EXCERPT |
How Ahtisa Manalo and Miriam Quiambao Fell Into Power
Miriam Quiambao and Ahtisa Manalo on stumbles seen around the world, and the quiet strength it takes to rise again in front of everyone.
There’s a specific kind of silence that swells in a pageant arena when a contestant stumbles. It is not the hush of awe, but of collective holding of breath; an almost primal stillness as cameras freeze, judges flinch, and a nation gasps from half a world away. It’s the kind of silence that followed Ahtisa Manalo’s slip on the Miss Universe Philippines stage in 2025, and, 26 years earlier, echoed when Miriam Quiambao fell at Miss Universe 1999. But while the world paused, they didn’t. They got up.
In this story for Allure Philippines, we sit down with two women who have lived through every beauty queen’s nightmare and emerged more luminous than before. Miriam Quiambao, the now-iconic first runner-up of Miss Universe 1999, and Ahtisa Manalo, the freshly-crowned Miss Universe Philippines 2025, recount not just the mechanics of a fall, but the mental fortitude, spiritual clarity, and quiet humor that carried them through.
No one plans for a fall
Before stepping onto the Miss Universe stage, Quiambao had already trained obsessively. Hundreds of pasarela runs every single day in Venezuela, weeks of rehearsals, and a mindset built for perfection. So when the moment came and she emerged from the shadows in her Halston gown, she was ready. But the unexpected happened—her heel snagged on the Swarovski-laden train of her dress, sending her tumbling mid-walk.
For a brief second, the entire arena held its breath. “The whole audience was quiet,” Quiambao recalls in an exclusive interview with Allure Philippines. “And then something in my heart said, I’m going to finish what I started. And so I stood up. And then I finished my walk. And then I could hear the whole auditorium breaking into applause. And then I said, ‘Ah, gusto nila yung ginawa ko.’”
She recovered swiftly, touching the ground for balance, steadying herself, and finishing with grace. The audience gasped, then erupted in applause. Backstage, choreographer Scott Grossman called it “the most beautiful recovery” he’d ever seen, and a fellow contestant comforted her as she cried. What could’ve been a catastrophe became a turning point. The fall made her name known, shifted her from a quiet favorite to a crowd standout, and reminded her of the resolve that would carry her to finish what she started.

(Object location annotation data)
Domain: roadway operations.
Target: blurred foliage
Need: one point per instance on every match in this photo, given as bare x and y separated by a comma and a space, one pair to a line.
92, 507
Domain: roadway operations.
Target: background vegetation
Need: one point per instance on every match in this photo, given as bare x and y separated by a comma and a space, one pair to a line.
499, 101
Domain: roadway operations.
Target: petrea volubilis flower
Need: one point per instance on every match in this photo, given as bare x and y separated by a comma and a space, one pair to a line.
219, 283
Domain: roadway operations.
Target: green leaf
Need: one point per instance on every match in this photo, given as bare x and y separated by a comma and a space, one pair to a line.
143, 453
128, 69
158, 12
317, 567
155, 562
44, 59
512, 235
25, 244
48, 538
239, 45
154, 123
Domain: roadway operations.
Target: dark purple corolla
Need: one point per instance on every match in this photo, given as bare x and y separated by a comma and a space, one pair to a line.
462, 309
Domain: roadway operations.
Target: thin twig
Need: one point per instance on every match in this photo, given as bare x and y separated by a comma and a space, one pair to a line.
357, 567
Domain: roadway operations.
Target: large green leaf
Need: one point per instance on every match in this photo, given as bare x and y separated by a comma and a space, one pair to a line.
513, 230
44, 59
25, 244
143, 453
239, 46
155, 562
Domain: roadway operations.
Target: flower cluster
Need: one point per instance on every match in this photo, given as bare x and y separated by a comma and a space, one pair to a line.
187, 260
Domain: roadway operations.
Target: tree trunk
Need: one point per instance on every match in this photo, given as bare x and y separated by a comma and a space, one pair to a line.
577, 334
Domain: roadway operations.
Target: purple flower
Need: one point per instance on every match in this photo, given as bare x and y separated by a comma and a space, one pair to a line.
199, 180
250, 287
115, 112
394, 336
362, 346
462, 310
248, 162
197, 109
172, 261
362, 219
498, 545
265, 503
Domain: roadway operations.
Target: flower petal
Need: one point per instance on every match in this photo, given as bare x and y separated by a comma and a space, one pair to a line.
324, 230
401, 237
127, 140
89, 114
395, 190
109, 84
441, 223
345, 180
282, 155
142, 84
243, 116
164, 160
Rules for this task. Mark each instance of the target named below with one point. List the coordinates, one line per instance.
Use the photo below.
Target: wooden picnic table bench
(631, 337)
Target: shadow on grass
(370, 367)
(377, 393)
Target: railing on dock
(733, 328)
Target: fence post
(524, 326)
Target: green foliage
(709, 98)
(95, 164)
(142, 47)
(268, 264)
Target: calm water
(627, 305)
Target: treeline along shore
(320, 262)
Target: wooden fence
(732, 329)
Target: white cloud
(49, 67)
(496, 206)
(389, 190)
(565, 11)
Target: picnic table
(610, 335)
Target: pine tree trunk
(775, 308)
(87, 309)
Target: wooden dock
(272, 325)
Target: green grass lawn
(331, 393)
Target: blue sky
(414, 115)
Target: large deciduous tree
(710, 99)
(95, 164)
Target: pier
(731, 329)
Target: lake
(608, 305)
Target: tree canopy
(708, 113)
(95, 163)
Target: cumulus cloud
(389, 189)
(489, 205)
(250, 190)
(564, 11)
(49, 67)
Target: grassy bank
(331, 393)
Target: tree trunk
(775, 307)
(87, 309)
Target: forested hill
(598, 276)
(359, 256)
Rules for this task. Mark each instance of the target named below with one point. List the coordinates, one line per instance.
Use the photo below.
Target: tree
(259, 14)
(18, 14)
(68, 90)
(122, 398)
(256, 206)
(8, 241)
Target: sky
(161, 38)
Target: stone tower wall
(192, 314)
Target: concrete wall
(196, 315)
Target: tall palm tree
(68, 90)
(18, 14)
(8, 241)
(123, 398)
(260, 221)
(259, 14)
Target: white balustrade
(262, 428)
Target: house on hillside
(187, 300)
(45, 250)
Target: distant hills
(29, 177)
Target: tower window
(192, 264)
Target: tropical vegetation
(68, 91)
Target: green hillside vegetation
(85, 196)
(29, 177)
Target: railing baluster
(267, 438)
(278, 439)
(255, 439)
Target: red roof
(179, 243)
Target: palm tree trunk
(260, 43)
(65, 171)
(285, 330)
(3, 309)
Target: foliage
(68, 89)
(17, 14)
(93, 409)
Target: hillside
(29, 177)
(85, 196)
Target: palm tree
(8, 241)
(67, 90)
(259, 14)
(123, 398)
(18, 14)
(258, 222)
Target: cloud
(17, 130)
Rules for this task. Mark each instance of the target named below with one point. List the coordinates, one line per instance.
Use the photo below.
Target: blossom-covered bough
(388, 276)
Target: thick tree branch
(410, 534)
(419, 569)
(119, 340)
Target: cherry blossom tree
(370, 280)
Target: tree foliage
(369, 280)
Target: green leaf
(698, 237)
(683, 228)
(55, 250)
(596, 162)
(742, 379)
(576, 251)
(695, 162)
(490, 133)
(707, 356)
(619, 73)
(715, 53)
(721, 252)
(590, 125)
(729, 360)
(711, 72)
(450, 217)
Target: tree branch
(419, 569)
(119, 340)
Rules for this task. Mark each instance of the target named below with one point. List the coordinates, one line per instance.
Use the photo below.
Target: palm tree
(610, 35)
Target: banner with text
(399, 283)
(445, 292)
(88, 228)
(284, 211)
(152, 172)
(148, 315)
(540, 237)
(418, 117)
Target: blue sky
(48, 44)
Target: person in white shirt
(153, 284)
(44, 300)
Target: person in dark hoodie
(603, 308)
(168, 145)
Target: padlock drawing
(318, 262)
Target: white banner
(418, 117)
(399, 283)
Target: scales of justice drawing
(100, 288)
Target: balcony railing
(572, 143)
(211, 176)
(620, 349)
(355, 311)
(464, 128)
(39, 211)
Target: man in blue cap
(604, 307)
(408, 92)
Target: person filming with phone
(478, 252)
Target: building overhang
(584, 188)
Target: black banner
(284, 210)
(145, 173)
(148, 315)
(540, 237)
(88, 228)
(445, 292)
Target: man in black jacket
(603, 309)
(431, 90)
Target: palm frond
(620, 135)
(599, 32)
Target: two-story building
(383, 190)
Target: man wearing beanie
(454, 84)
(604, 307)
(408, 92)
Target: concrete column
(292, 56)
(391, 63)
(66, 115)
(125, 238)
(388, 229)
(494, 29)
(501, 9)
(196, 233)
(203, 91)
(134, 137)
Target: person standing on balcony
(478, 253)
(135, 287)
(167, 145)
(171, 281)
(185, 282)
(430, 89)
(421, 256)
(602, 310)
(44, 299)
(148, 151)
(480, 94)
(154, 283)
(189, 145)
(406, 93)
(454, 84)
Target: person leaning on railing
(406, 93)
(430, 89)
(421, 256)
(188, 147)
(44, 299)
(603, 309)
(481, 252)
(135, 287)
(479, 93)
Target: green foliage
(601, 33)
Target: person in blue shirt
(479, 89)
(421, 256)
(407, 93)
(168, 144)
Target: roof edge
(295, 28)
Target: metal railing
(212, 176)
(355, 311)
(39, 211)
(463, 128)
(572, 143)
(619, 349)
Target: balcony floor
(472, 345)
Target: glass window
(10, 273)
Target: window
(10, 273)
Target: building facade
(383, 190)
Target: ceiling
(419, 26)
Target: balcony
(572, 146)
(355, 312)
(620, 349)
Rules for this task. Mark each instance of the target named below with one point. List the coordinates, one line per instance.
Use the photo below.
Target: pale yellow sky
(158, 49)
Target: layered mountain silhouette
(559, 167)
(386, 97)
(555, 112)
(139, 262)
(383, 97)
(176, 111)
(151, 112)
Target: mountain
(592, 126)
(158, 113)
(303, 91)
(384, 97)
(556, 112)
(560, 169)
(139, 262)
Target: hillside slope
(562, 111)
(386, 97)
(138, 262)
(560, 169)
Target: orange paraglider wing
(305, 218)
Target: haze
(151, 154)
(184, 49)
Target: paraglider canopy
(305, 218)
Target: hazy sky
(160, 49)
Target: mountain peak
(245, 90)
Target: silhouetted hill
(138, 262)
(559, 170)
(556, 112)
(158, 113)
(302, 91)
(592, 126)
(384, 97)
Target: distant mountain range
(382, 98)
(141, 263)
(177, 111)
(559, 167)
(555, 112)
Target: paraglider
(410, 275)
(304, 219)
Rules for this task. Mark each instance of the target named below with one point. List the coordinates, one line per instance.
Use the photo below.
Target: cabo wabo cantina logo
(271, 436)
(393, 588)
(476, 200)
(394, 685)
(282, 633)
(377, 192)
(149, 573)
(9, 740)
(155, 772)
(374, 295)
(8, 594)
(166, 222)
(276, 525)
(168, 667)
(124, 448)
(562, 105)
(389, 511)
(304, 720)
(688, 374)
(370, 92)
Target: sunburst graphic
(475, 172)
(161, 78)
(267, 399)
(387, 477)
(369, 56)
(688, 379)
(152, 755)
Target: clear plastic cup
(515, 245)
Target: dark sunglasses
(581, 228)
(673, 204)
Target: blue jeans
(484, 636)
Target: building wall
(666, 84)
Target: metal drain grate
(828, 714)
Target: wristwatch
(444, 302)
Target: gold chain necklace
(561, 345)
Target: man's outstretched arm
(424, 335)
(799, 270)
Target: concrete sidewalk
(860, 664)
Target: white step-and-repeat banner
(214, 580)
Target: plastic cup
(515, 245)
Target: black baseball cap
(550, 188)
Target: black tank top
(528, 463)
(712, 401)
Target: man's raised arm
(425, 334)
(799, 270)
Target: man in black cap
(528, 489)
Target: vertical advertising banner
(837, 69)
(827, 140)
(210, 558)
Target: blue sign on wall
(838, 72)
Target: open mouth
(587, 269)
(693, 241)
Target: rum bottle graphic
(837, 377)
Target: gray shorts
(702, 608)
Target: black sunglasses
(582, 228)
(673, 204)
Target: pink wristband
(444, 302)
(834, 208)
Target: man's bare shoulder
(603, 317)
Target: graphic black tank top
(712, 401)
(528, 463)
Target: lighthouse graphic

COMPLETE THE FOLLOWING |
1) In the article on Miriam Quiambao and Ahtisa Manalo, what did choreographer Scott Grossman call Quiambao's recovery?
2) Name every effect that the article on Quiambao and Manalo says the fall had on Quiambao in its final paragraph.
3) Extend the article on Quiambao and Manalo past its final paragraph.
The items can be set aside, since none of this work depends on them.

RESPONSES PER TASK |
1) He called it "the most beautiful recovery" he'd ever seen.

2)
- It made her name known.
- It shifted her from a quiet favorite to a crowd standout.
- It reminded her of the resolve that would carry her to finish what she started.

3)
Courtesy of Miriam Quiambao
Support is necessary
In one of Quiambao’s interviews post-fall, she was asked, “When was the last time you stood up for something?” Her answer was simple but powerful: “Last Friday, when I fell.” For her, that moment became more than a stumble. It became a stand for every woman who had ever fallen, onstage or off. It symbolized resilience, and in time, grew to represent the many times she had fallen in life: in love, in faith, in finances.
But every time, she stood back up—with God, she said, as the voice in her heart reminded her to finish what she started. The fall became a metaphor that mirrored her life, and the quiet strength it took to rise was echoed by the support that met her backstage: Miss Singapore’s kindness, the choreographer’s words, and the unwavering support of the Filipino community. “You can’t do it alone,” she reflects. “You need people to encourage you, especially when you’re most tempted to give up.”
Manalo, too, described her own fall as symbolic, but in a more grounded, almost instinctive way. “I think I’m just used to falling,” she tells Allure Philippines with a soft laugh. “I’ve had a hard life, and I’ve learned to get back up every single time.” She didn’t see the fall as dramatic or poetic in the moment. It was muscle memory, a survival instinct. Get up. Keep going.
Mindset was what carried Manalo through. And like Quiambao, she found grace in her community. Backstage, she cracked jokes with her fellow candidates, including Miss Supranational Philippines Kat Llegado. “Girl, I fell,” she had said, laughing. The sisterhood that surrounded her turned what could’ve been a moment of shame into something tender, empowering. “That made everything more meaningful,” Manalo fondly recalls. “Having them with me through it all.”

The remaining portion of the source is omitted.